Há 90 anos, na manhã deste exacto dia 8 de dezembro, no ano de 1930, Florbela Espanca suicidou-se. Era o dia do seu aniversário e foi a data do seu primeiro casamento. Faria 36 anos.
Ana Cristina Silva, no romance biográfico Bela, publicado pela Bertrand Editora, reconstitui a vida da poeta (Florbela não gostaria que lhe chamemos poetisa) que não viveu para saber que o seu nome entraria no cânone literário português e que ainda hoje se lêem os seus poemas. A primeira edição deste romance tem quinze anos e foi profundamente reescrita. Bela não é, contudo, a elegia que se esperaria.
A narrativa é construída numa dicotomia irreconciliável, entre os interlúdios que dão conta das memórias de Bela narradas além-túmulo, e os vários capítulos, sem nome, mas sempre com indicação de local e data, em que um narrador omnisciente dá conta das emoções e sentimentos das várias personagens cujas vidas foram tocadas por Bela, a quem raramente perspectivam a uma luz favorecedora. Cabe ao leitor discernir e escolher o retrato que deseja compor de Florbela, força da natureza capaz de provocar grandes ódios e intensas paixões. Na primeira parte, conforme se narra os momentos precedentes do seu suicídio, o tom é mais soturno, quase melodramático, como convém ao esquisso de uma vida incompreendida e apaixonada ao ponto de perseguir paixões, mesmo quando sabe que são quimeras – Bela casou-se três vezes, foi sempre infeliz com os seus maridos, e dir-nos-á que apenas conheceu verdadeiramente o amor na figura de Apeles, irmão que, quase certamente, também se suicidou. É a partir do terceiro capítulo que Ana Cristina Silva se expande na sua pujança narrativa, onde a partir de fragmentos e de meias-verdades constrói uma história arrebatadora: a de um triângulo amoroso entre João Espanca que além de trair a mulher, Mariana, com a sua amante Antónia, tem a desfaçatez de lhe pedir que crie a sua filha. Note-se que a história dos amores e desamores de Espanca-Pai dura da página 25 à 88 (quando ele literalmente sai e bate com a porta), correspondendo a quase metade do romance.
● ● ● ● ● ● ●
Instruções:
1. Responda às perguntas seguintes com base no texto sobre o romance Bela:
(a) Em que dia, mês e ano se suicidou Florbela Espanca?
(b) Quantas vezes se casou Bela?
(c) Entre que páginas decorre a história dos amores e desamores de Espanca-Pai?
2. Escreva, por favor, a continuação do texto sobre o romance Bela, a partir da última frase apresentada.

Dados de localização de pontos em imagens:
● ● ● ● ● ● ●
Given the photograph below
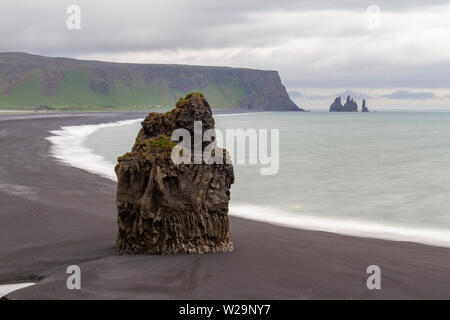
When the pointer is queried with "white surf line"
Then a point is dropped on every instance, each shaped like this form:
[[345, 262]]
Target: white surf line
[[238, 114], [67, 146], [8, 288], [365, 229]]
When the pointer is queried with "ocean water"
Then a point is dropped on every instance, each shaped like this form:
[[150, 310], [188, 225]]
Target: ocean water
[[380, 174]]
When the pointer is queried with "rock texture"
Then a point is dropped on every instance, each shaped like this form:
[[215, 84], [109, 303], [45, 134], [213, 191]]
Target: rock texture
[[165, 208], [364, 107], [349, 106]]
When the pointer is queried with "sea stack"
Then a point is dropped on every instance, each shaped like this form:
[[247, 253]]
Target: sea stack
[[168, 208], [364, 108], [349, 106]]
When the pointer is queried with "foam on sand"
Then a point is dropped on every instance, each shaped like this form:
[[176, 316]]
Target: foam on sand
[[367, 229], [8, 288], [67, 146]]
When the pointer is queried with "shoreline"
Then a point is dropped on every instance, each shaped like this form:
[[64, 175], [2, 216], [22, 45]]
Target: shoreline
[[67, 146], [57, 215]]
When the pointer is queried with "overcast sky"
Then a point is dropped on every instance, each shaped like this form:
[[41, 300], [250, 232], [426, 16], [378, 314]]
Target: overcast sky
[[400, 57]]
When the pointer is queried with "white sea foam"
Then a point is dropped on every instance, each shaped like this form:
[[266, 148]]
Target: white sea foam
[[67, 146], [369, 229], [8, 288]]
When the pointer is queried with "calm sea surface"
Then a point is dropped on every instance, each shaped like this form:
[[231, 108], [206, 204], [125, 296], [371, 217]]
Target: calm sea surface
[[386, 168]]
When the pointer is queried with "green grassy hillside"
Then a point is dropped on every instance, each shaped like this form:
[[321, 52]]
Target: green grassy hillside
[[28, 81]]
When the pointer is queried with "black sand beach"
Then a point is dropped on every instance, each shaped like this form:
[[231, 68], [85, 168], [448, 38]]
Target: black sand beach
[[53, 215]]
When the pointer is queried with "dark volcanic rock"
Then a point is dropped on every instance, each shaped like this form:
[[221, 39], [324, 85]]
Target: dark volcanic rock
[[164, 208], [336, 106], [349, 106], [364, 108]]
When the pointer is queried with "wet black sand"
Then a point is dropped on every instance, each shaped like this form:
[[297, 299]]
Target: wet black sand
[[53, 215]]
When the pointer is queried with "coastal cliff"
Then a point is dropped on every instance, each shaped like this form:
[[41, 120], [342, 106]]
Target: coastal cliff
[[167, 208], [28, 81]]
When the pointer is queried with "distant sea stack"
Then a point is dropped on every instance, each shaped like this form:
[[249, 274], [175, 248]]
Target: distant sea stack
[[164, 208], [349, 106], [27, 81], [364, 107]]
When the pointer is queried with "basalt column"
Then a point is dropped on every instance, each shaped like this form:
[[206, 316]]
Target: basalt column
[[168, 208]]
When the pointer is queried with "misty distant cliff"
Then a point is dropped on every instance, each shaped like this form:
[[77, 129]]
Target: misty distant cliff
[[30, 80]]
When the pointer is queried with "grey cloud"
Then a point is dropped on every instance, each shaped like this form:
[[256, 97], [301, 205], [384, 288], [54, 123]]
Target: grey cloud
[[314, 50], [295, 94]]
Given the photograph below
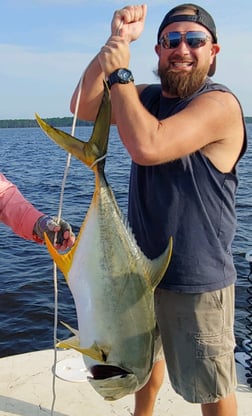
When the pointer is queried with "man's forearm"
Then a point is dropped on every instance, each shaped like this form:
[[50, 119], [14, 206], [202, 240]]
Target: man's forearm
[[90, 88]]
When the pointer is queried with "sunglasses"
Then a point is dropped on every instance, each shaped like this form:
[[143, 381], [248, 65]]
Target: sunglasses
[[194, 39]]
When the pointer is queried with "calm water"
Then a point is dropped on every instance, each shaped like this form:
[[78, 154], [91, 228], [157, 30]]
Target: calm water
[[36, 165]]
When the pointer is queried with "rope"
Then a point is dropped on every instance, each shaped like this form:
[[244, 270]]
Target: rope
[[55, 277]]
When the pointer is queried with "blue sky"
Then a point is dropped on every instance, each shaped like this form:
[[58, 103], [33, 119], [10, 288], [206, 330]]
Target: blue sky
[[46, 44]]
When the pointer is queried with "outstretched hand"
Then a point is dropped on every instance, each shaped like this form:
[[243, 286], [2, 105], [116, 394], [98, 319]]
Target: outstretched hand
[[65, 237], [129, 22]]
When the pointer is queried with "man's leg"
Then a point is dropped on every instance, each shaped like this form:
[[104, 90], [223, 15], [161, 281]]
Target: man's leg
[[146, 397], [224, 407]]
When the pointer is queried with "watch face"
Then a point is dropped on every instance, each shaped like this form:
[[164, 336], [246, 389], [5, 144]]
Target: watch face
[[124, 74]]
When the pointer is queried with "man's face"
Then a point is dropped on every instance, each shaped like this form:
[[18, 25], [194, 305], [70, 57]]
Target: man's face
[[183, 69]]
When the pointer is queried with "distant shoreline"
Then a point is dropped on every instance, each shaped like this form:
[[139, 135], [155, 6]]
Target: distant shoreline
[[53, 121]]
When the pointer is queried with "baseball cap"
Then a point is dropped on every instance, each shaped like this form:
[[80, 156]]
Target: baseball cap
[[200, 16]]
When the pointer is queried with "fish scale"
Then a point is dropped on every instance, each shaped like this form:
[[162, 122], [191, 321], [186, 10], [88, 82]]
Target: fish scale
[[111, 280]]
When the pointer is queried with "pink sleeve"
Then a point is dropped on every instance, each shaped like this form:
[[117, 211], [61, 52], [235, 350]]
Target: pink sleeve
[[15, 211]]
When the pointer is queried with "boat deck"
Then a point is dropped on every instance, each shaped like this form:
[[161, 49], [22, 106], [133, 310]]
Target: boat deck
[[27, 384]]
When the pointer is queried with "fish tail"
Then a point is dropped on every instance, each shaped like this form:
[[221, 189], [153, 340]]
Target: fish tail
[[95, 149]]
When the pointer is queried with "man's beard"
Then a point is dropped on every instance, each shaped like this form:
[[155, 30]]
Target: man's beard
[[181, 84]]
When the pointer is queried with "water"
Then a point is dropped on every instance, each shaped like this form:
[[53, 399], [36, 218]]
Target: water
[[36, 165]]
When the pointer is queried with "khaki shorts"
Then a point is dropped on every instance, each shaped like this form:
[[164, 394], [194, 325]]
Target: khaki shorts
[[198, 342]]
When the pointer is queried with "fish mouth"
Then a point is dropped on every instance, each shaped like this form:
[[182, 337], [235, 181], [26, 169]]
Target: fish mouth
[[102, 372]]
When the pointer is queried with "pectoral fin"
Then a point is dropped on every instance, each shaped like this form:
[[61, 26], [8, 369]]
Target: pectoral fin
[[94, 351], [63, 261]]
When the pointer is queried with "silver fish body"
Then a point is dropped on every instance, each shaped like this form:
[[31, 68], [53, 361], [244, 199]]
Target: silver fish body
[[111, 280]]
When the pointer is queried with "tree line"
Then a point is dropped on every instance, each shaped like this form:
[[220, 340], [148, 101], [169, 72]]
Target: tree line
[[53, 121]]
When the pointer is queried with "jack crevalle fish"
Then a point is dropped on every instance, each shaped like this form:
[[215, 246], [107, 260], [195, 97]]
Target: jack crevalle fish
[[111, 280]]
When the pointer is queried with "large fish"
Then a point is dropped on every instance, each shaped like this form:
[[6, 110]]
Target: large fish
[[111, 280]]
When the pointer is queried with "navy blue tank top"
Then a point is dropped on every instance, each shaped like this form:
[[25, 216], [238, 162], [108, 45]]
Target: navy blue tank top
[[190, 200]]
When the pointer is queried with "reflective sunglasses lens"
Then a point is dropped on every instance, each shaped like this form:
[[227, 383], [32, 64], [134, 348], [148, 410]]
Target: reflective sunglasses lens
[[193, 39], [196, 39], [174, 39]]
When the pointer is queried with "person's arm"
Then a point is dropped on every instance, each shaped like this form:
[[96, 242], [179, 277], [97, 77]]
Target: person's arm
[[91, 82], [28, 222], [212, 122]]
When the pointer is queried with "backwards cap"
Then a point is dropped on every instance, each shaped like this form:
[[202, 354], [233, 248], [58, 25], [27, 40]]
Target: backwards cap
[[201, 17]]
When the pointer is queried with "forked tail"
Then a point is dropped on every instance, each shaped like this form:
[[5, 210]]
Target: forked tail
[[93, 150]]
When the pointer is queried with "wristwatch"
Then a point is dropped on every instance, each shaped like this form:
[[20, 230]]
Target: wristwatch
[[121, 76]]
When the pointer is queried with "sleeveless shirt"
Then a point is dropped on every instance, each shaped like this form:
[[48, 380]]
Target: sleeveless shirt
[[190, 200]]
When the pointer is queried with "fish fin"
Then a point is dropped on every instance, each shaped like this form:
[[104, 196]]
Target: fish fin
[[160, 264], [94, 352], [70, 328], [69, 343], [95, 149], [63, 261]]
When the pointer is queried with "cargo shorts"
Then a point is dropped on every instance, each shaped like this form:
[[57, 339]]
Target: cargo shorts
[[197, 332]]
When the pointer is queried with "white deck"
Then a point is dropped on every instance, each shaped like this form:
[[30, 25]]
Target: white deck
[[26, 389]]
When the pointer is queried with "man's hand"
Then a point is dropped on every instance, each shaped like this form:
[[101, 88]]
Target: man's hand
[[45, 224], [129, 22]]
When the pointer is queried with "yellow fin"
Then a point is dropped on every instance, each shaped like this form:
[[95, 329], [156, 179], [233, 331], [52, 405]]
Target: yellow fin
[[93, 352], [63, 261]]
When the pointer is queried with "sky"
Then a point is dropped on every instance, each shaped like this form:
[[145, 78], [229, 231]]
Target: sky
[[45, 45]]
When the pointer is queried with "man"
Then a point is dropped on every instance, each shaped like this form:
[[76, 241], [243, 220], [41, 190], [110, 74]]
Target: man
[[185, 138], [29, 223]]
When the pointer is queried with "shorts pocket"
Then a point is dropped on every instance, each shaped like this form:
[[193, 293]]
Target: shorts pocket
[[212, 346]]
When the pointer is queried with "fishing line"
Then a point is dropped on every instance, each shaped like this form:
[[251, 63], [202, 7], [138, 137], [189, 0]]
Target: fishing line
[[55, 276]]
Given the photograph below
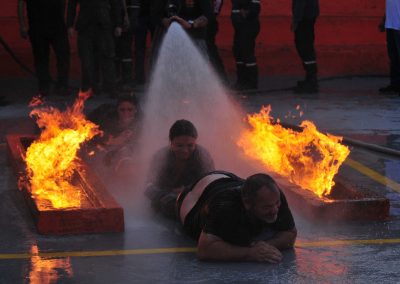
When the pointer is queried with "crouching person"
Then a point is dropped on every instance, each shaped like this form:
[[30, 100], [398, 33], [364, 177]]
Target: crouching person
[[175, 167], [237, 220]]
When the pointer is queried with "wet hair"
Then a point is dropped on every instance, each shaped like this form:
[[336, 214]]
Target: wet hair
[[254, 183], [182, 127], [131, 98]]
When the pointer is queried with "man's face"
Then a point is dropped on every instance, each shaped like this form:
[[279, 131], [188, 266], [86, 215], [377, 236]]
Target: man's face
[[183, 146], [266, 205]]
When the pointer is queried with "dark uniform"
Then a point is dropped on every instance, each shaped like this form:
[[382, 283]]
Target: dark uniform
[[305, 13], [47, 28], [188, 10], [216, 207], [95, 25], [166, 176], [212, 30], [143, 28], [124, 42], [246, 24]]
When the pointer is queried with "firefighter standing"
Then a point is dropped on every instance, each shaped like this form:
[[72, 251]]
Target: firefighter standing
[[212, 30], [130, 13], [246, 24], [305, 13], [47, 29]]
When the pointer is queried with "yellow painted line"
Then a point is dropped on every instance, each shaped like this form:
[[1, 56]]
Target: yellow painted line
[[373, 174], [299, 244]]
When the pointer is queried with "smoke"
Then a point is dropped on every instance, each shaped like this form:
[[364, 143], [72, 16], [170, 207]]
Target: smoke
[[183, 86]]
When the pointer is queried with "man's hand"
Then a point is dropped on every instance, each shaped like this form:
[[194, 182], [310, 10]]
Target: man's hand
[[381, 26], [185, 24], [264, 252]]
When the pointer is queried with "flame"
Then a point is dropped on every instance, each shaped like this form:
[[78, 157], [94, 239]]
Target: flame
[[51, 160], [308, 158]]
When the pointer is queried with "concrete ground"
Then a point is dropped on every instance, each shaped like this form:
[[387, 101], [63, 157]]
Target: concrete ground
[[154, 250]]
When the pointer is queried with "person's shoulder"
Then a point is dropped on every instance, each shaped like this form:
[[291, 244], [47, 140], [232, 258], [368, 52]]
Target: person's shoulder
[[203, 152], [162, 153]]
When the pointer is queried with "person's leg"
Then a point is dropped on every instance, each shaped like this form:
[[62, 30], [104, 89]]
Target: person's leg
[[216, 61], [304, 41], [140, 49], [236, 49], [41, 52], [61, 48], [394, 56], [86, 56], [105, 43], [125, 56]]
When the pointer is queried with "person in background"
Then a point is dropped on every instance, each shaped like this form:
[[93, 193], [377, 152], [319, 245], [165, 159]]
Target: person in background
[[212, 30], [123, 44], [391, 23], [237, 220], [120, 125], [246, 25], [46, 28], [305, 13], [98, 21], [175, 167]]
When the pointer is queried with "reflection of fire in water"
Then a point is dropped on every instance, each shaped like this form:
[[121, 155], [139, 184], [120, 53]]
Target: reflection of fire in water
[[317, 264], [45, 271], [309, 158], [51, 160]]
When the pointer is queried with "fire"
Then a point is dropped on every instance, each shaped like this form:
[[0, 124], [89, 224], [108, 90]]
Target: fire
[[308, 158], [51, 160]]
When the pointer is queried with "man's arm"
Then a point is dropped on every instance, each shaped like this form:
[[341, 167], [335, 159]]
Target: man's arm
[[283, 240], [211, 247]]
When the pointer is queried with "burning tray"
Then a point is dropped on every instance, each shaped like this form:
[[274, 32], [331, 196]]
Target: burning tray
[[345, 203], [98, 213]]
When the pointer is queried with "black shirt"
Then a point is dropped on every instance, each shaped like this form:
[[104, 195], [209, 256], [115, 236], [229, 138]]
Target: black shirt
[[220, 212]]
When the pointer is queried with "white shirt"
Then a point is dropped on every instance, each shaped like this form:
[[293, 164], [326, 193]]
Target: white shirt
[[392, 14]]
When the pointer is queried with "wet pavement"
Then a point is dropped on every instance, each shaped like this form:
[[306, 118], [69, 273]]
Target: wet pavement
[[154, 250]]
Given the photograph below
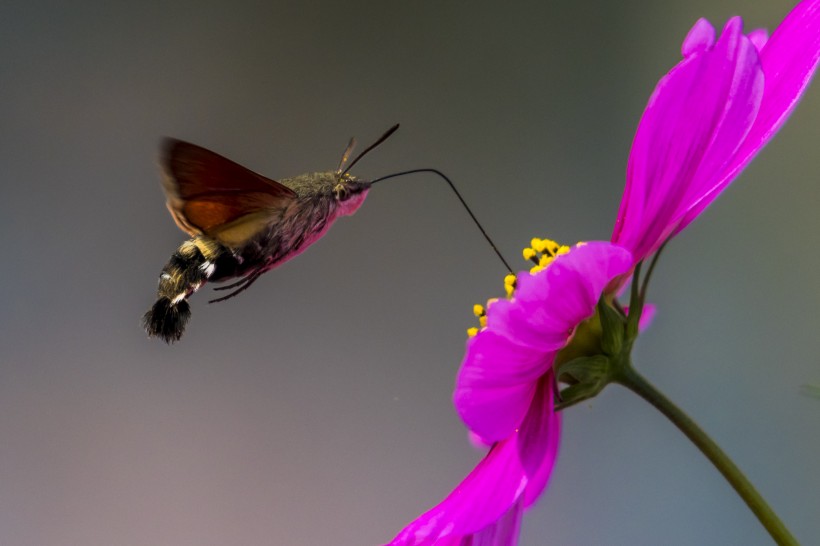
● ● ● ● ● ● ●
Respostas:
1.
(a) A 8 de dezembro de 1930.
(b) Três vezes.
(c) Da página 25 à 88.

2.
A história da infância sofrida de Bela, dos maus tratos de uma mãe (que nunca compreende se é madrinha ou madrasta) à inconstância amorosa do pai que nunca a legitimou, pode aliás ser a chave da compreensão para o comportamento de Bela. Muito pouco convencional, ousada ao ponto de sair à rua vestida de homem e não só se divorcia duas vezes, como casa ainda uma terceira vez. Faz dos seus excessos (e os da sua poesia) uma revolta contra a rejeição (p. 74), sem se deixar regrar pelos moralismos próprios de um Portugal na viragem do século XX, num tempo em que a poesia escrita por mulheres era uma ocupação ao nível dos bordados. Um dos seus maridos, médico, recomenda-lhe, aliás, «descansar a cabeça das neuroses» e «não escrever tanto, de modo a não ser vítima de perturbações nervosas» (p. 156).
«Onde é que alguma vez se vira uma mulher ir estudar para a universidade? Ainda por cima, Letras! Era suposto, acrescentou, que a poesia fosse um passatempo tão assisado como bordar ou tocar piano e não dar origem a disparates que comportavam despesas. Era obrigação de um marido enfiar algum juízo na cabecinha de vento de sua mulher em vez de alimentar os seus caprichos. (p. 115)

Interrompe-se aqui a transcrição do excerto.